> [EXTRACTED DATA]:
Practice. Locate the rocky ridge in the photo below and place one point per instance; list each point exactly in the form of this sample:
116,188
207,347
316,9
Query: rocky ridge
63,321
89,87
...
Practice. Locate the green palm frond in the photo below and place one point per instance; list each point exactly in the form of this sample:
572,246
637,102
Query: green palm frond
==
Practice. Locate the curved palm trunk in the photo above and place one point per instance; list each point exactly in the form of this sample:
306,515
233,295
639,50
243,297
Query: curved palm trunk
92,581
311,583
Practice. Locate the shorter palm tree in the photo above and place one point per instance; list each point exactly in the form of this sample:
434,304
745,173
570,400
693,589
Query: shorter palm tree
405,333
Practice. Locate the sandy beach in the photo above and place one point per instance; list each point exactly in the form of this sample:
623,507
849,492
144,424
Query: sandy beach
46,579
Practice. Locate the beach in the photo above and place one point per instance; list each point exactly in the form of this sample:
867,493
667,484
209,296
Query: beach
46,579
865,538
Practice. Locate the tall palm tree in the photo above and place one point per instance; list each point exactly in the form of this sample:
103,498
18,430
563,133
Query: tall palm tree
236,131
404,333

> [TASK TO CARRY OUT]: Lines holding the word "frond" should be copied from the entries above.

> [SOLUTION TO THIS TASK]:
Practice. Locate the green palm frond in the photo below and place one point per instance; list each point exactly in the form of this sample:
Query: green palm frond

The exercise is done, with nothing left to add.